Partitioning and replication is mostly about choosing the right shardSpecs for the various nodes or tasks you set up. Tranquility does partitioning by submitting multiple tasks with "linear" shardSpecs that have different partitionNums. Then it spreads out which tasks it sends its events to. This works because at query time, the broker will merge results from all unique shardSpecs currently existing in the cluster. To do replication, it sets up multiple tasks with the same shardSpecs (so the broker will only query one of them at a time) and makes sure to send them the same data. If you wanted to do partitioning and replication without tranquility, you'd do something similar.

Preetam Rao

unread,
Jul 10, 2014, 1:39:38 AM7/10/14
to druid-de...@googlegroups.com
Appreciate you patience and the details. Really helps my understanding. Most of it makes sense now. Couple of follow questions (almost there):


>> The multiple-consumer-group problem is less about ordering and more about which kafka partitions end up being read into which druid partitions.

Great. Now it makes sense.

Q. Shardspec tells the druid partition the node is serving and firehose consumer group & feed  tells the kafka topic being received. Only thing i could not connect is where do we specify the "parallelism" of the kafka consumer group ? Is it that each node just runs one thread inside that consumer group ? So, if we have 3 nodes (or tasks) each with a different partition number in its shard spec, but same consumer group and same feed,  does that mean effectively we are talking about a kafka consumer group for this topic with parallelism 3.


>>With the indexing service, you can submit these configurations to the overlord as tasks and the overlord will find somewhere to run them

I think now I have clarity on most of the things you clarified, that, roughly, there will a set of shard specs (tasks) with distinct partition numbers that are used for partitioning and another set or more of shard specs (tasks) that are duplicates of the first set, and that broker will have the intelligence to differentiate among replicas of a partition while querying and tranquility will have the intelligence to send data to all replicas of a given partition instead of just sending to one of them.

Requirements.
In the Druid forum thread, what kind of shardSpecs does Tranquility submit when it does partitioning?

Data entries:
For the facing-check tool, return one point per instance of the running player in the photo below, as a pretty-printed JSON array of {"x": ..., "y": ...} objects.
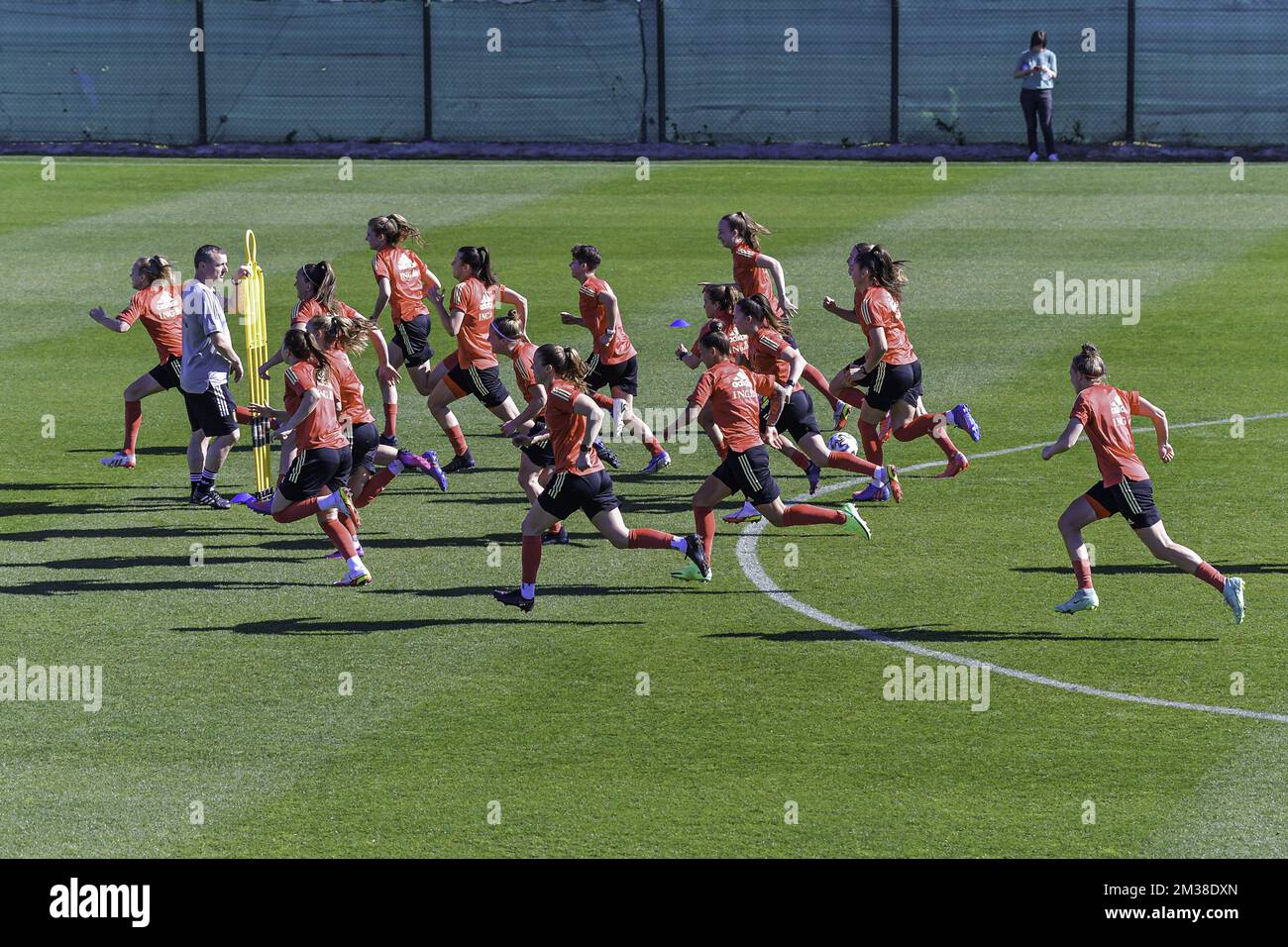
[
  {"x": 314, "y": 484},
  {"x": 758, "y": 272},
  {"x": 889, "y": 368},
  {"x": 580, "y": 479},
  {"x": 473, "y": 368},
  {"x": 156, "y": 300},
  {"x": 735, "y": 394},
  {"x": 613, "y": 361},
  {"x": 402, "y": 282},
  {"x": 1106, "y": 414}
]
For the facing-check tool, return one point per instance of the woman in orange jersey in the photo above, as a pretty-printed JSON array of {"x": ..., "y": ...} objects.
[
  {"x": 402, "y": 282},
  {"x": 580, "y": 480},
  {"x": 758, "y": 272},
  {"x": 890, "y": 368},
  {"x": 473, "y": 368},
  {"x": 734, "y": 394},
  {"x": 314, "y": 484},
  {"x": 156, "y": 302},
  {"x": 1104, "y": 412},
  {"x": 613, "y": 361}
]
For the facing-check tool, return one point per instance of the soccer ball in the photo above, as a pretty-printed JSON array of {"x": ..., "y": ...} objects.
[{"x": 840, "y": 441}]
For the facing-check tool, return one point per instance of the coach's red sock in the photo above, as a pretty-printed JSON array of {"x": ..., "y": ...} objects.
[
  {"x": 340, "y": 538},
  {"x": 844, "y": 460},
  {"x": 375, "y": 483},
  {"x": 458, "y": 440},
  {"x": 1211, "y": 577},
  {"x": 815, "y": 377},
  {"x": 704, "y": 525},
  {"x": 648, "y": 539},
  {"x": 133, "y": 419},
  {"x": 805, "y": 514},
  {"x": 871, "y": 442},
  {"x": 1082, "y": 573},
  {"x": 531, "y": 558}
]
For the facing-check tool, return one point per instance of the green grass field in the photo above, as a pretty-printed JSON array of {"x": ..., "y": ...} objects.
[{"x": 220, "y": 681}]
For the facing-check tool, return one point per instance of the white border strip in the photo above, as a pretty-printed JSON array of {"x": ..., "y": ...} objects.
[{"x": 755, "y": 573}]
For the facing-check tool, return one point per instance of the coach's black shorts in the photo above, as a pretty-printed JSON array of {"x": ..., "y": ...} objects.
[
  {"x": 748, "y": 472},
  {"x": 412, "y": 338},
  {"x": 890, "y": 382},
  {"x": 623, "y": 376},
  {"x": 484, "y": 384},
  {"x": 213, "y": 411},
  {"x": 167, "y": 372},
  {"x": 567, "y": 492},
  {"x": 798, "y": 418},
  {"x": 366, "y": 440},
  {"x": 541, "y": 454},
  {"x": 1133, "y": 499},
  {"x": 316, "y": 468}
]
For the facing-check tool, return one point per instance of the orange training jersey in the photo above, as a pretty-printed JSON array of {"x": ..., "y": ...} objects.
[
  {"x": 321, "y": 428},
  {"x": 567, "y": 429},
  {"x": 752, "y": 278},
  {"x": 734, "y": 394},
  {"x": 1106, "y": 414},
  {"x": 410, "y": 281},
  {"x": 595, "y": 315},
  {"x": 352, "y": 406},
  {"x": 478, "y": 303},
  {"x": 161, "y": 309},
  {"x": 879, "y": 309}
]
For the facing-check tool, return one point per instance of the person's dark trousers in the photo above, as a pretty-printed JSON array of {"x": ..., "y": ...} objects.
[{"x": 1035, "y": 102}]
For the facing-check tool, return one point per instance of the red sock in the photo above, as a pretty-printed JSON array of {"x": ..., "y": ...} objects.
[
  {"x": 1211, "y": 577},
  {"x": 531, "y": 558},
  {"x": 1082, "y": 571},
  {"x": 375, "y": 483},
  {"x": 871, "y": 442},
  {"x": 804, "y": 514},
  {"x": 133, "y": 419},
  {"x": 815, "y": 377},
  {"x": 704, "y": 523},
  {"x": 848, "y": 462},
  {"x": 340, "y": 538},
  {"x": 458, "y": 440},
  {"x": 648, "y": 539}
]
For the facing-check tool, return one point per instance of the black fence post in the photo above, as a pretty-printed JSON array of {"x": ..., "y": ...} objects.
[
  {"x": 894, "y": 71},
  {"x": 661, "y": 73},
  {"x": 1131, "y": 71},
  {"x": 201, "y": 72}
]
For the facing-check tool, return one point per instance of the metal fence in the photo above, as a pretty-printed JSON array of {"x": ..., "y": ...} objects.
[{"x": 708, "y": 71}]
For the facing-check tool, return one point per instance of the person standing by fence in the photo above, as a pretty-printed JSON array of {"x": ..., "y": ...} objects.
[{"x": 1037, "y": 69}]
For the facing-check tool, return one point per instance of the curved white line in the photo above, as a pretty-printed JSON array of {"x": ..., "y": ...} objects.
[{"x": 755, "y": 573}]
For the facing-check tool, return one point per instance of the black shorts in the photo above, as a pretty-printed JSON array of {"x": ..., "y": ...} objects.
[
  {"x": 892, "y": 382},
  {"x": 623, "y": 376},
  {"x": 366, "y": 440},
  {"x": 412, "y": 338},
  {"x": 213, "y": 411},
  {"x": 483, "y": 384},
  {"x": 568, "y": 492},
  {"x": 1133, "y": 499},
  {"x": 798, "y": 418},
  {"x": 167, "y": 372},
  {"x": 541, "y": 454},
  {"x": 316, "y": 468},
  {"x": 748, "y": 472}
]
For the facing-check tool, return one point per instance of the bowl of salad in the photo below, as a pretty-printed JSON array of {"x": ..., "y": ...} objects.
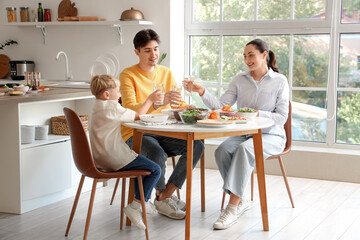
[
  {"x": 248, "y": 113},
  {"x": 193, "y": 115}
]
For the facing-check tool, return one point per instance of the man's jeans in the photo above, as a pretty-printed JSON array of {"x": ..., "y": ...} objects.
[
  {"x": 149, "y": 181},
  {"x": 157, "y": 148}
]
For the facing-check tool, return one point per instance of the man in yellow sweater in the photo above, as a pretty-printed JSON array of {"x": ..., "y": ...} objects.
[{"x": 136, "y": 85}]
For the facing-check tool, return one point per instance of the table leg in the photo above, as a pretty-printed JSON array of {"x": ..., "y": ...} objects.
[
  {"x": 202, "y": 177},
  {"x": 259, "y": 159},
  {"x": 189, "y": 157},
  {"x": 137, "y": 138}
]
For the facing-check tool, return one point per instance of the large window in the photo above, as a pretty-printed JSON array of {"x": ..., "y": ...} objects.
[{"x": 317, "y": 47}]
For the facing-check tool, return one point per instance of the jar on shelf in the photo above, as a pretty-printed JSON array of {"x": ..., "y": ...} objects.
[
  {"x": 24, "y": 14},
  {"x": 11, "y": 14},
  {"x": 47, "y": 15}
]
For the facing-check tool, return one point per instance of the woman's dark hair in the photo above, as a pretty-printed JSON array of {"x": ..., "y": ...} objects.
[
  {"x": 144, "y": 37},
  {"x": 262, "y": 47}
]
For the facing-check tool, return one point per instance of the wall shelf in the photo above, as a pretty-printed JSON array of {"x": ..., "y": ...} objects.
[{"x": 115, "y": 24}]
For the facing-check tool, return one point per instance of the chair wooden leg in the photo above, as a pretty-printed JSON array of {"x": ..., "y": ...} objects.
[
  {"x": 114, "y": 192},
  {"x": 285, "y": 180},
  {"x": 75, "y": 204},
  {"x": 223, "y": 201},
  {"x": 123, "y": 189},
  {"x": 252, "y": 186},
  {"x": 91, "y": 203},
  {"x": 202, "y": 179},
  {"x": 142, "y": 197},
  {"x": 174, "y": 164}
]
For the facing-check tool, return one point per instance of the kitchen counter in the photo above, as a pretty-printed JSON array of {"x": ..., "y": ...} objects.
[{"x": 52, "y": 94}]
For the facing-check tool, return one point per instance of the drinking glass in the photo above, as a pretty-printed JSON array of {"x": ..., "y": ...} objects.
[
  {"x": 160, "y": 86},
  {"x": 177, "y": 88}
]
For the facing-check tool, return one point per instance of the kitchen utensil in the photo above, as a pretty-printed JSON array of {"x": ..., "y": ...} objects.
[
  {"x": 4, "y": 65},
  {"x": 131, "y": 14}
]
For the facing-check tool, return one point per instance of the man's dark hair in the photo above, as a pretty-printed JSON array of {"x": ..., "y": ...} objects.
[{"x": 144, "y": 37}]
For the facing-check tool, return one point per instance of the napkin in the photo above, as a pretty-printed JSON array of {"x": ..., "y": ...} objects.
[{"x": 167, "y": 122}]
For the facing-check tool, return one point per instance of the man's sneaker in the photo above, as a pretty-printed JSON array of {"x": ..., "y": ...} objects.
[
  {"x": 225, "y": 220},
  {"x": 180, "y": 204},
  {"x": 169, "y": 208},
  {"x": 135, "y": 216},
  {"x": 243, "y": 206},
  {"x": 150, "y": 208}
]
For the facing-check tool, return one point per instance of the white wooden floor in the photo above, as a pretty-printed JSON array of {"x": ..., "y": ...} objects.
[{"x": 323, "y": 210}]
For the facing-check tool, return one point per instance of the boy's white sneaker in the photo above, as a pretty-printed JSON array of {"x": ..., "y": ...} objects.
[
  {"x": 150, "y": 208},
  {"x": 225, "y": 220},
  {"x": 168, "y": 207},
  {"x": 180, "y": 204},
  {"x": 135, "y": 216}
]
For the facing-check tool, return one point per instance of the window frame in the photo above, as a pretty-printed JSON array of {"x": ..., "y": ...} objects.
[{"x": 330, "y": 25}]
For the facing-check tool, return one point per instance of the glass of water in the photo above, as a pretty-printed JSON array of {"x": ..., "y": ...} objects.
[{"x": 160, "y": 86}]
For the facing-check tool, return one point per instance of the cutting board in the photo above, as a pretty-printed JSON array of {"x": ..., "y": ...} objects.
[
  {"x": 67, "y": 9},
  {"x": 4, "y": 65}
]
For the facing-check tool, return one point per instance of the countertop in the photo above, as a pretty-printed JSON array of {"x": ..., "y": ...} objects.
[{"x": 51, "y": 94}]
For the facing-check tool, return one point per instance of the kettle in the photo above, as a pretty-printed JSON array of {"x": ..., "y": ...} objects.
[{"x": 131, "y": 14}]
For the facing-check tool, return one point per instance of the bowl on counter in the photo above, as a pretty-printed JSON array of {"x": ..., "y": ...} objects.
[
  {"x": 21, "y": 88},
  {"x": 154, "y": 117},
  {"x": 193, "y": 115}
]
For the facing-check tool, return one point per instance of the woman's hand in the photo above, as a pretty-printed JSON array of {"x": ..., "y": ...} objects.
[{"x": 192, "y": 86}]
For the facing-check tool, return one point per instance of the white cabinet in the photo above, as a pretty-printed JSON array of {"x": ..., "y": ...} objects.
[{"x": 41, "y": 173}]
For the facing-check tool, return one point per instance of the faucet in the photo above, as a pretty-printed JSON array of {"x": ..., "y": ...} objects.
[{"x": 68, "y": 74}]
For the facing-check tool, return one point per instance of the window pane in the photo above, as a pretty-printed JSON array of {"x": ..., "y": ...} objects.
[
  {"x": 311, "y": 60},
  {"x": 280, "y": 45},
  {"x": 206, "y": 10},
  {"x": 348, "y": 118},
  {"x": 235, "y": 10},
  {"x": 349, "y": 61},
  {"x": 350, "y": 11},
  {"x": 205, "y": 58},
  {"x": 233, "y": 60},
  {"x": 309, "y": 116},
  {"x": 314, "y": 9},
  {"x": 274, "y": 9},
  {"x": 197, "y": 101}
]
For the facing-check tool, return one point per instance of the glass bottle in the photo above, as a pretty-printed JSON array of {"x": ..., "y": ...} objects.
[
  {"x": 24, "y": 14},
  {"x": 47, "y": 15},
  {"x": 40, "y": 13},
  {"x": 11, "y": 14}
]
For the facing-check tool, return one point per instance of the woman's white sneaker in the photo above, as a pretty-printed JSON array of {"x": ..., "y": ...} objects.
[{"x": 225, "y": 220}]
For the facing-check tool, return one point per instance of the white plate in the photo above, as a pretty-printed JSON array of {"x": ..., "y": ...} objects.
[{"x": 154, "y": 117}]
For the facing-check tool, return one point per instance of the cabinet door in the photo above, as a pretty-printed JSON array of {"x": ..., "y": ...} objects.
[{"x": 46, "y": 169}]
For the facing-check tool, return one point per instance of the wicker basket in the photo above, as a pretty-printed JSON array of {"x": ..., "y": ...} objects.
[{"x": 59, "y": 124}]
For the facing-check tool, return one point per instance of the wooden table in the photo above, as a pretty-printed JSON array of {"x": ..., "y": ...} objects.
[{"x": 195, "y": 132}]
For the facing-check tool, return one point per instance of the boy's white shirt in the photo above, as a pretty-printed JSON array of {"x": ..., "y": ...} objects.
[{"x": 109, "y": 150}]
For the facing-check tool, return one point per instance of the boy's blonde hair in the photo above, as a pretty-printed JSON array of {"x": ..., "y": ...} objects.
[{"x": 99, "y": 83}]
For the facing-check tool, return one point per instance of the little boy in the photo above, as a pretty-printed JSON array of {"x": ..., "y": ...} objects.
[{"x": 109, "y": 149}]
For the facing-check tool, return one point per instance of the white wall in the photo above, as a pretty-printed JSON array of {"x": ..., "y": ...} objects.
[{"x": 83, "y": 44}]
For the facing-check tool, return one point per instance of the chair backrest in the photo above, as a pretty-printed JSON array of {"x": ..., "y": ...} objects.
[
  {"x": 287, "y": 127},
  {"x": 81, "y": 150}
]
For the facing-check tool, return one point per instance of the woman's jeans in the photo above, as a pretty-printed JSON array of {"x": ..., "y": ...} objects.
[
  {"x": 157, "y": 149},
  {"x": 149, "y": 181}
]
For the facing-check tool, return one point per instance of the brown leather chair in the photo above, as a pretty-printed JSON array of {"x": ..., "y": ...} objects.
[
  {"x": 287, "y": 127},
  {"x": 85, "y": 164}
]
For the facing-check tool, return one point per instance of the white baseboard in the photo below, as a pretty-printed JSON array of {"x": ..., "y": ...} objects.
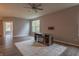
[
  {"x": 66, "y": 43},
  {"x": 20, "y": 35}
]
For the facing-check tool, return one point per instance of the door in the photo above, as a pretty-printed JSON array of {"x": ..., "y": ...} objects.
[{"x": 8, "y": 33}]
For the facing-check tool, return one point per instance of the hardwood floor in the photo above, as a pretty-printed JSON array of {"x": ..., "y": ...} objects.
[{"x": 9, "y": 48}]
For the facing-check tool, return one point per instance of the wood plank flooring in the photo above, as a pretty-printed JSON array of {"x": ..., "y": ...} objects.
[{"x": 10, "y": 50}]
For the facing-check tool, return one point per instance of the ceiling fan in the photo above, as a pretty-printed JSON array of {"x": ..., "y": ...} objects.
[{"x": 35, "y": 6}]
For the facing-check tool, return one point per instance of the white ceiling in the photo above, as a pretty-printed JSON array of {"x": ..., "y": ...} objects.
[{"x": 18, "y": 10}]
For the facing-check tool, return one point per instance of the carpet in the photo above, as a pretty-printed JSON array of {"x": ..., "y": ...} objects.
[{"x": 31, "y": 48}]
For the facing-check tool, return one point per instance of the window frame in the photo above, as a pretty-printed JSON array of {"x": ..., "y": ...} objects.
[{"x": 35, "y": 26}]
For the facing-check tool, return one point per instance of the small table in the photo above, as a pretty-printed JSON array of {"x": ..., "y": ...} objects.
[{"x": 47, "y": 38}]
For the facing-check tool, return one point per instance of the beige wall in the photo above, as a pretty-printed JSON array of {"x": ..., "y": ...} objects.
[
  {"x": 1, "y": 32},
  {"x": 20, "y": 26},
  {"x": 65, "y": 23}
]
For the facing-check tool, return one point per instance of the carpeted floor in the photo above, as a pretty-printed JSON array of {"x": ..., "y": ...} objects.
[{"x": 30, "y": 48}]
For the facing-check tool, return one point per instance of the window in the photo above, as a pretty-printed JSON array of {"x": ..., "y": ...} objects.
[{"x": 36, "y": 26}]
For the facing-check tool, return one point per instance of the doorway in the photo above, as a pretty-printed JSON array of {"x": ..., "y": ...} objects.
[{"x": 8, "y": 33}]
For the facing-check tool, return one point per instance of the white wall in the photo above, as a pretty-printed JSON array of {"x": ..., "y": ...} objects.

Full output.
"Linear" shardSpecs that have different partitionNums.